* REQUIREMENT: From the line with "In this exercise you will indicate the girl's bare" through the final line, transcribe the material below character for character; include no other lines.

* SOURCE RECORDS:

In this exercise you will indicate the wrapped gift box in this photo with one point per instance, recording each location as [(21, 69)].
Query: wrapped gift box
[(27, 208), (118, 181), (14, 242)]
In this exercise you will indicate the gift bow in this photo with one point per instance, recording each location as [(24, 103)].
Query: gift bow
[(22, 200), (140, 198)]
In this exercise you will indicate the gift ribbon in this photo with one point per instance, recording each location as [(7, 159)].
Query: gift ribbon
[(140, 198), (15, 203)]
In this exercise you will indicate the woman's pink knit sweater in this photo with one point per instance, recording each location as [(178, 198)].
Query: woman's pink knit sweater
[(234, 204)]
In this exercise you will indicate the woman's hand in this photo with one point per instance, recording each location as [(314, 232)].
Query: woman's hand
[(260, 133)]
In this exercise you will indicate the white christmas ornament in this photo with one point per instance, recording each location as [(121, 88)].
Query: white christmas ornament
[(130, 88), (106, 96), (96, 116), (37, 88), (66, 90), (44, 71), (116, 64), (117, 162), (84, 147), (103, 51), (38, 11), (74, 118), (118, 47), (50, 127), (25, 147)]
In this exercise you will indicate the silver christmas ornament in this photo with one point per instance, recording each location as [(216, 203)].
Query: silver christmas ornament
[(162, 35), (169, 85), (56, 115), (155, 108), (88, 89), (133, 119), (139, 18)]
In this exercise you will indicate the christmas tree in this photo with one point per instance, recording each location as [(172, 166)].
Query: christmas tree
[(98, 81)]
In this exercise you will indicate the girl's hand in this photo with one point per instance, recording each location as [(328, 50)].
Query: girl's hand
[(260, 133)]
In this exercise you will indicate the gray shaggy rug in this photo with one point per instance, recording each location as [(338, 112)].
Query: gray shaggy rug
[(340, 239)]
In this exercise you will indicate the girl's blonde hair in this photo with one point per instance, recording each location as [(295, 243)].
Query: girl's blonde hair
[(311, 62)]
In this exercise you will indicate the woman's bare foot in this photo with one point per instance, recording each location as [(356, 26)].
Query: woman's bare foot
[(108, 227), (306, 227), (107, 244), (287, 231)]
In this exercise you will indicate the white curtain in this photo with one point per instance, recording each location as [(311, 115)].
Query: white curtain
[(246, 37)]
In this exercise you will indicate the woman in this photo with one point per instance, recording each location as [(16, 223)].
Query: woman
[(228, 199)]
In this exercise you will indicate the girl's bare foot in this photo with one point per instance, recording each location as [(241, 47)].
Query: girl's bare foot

* EXERCISE RESPONSE:
In this exercise you will indicate the girl's bare foot in this photo with one point per instance, recording each location as [(241, 47)].
Query: girl's bare foot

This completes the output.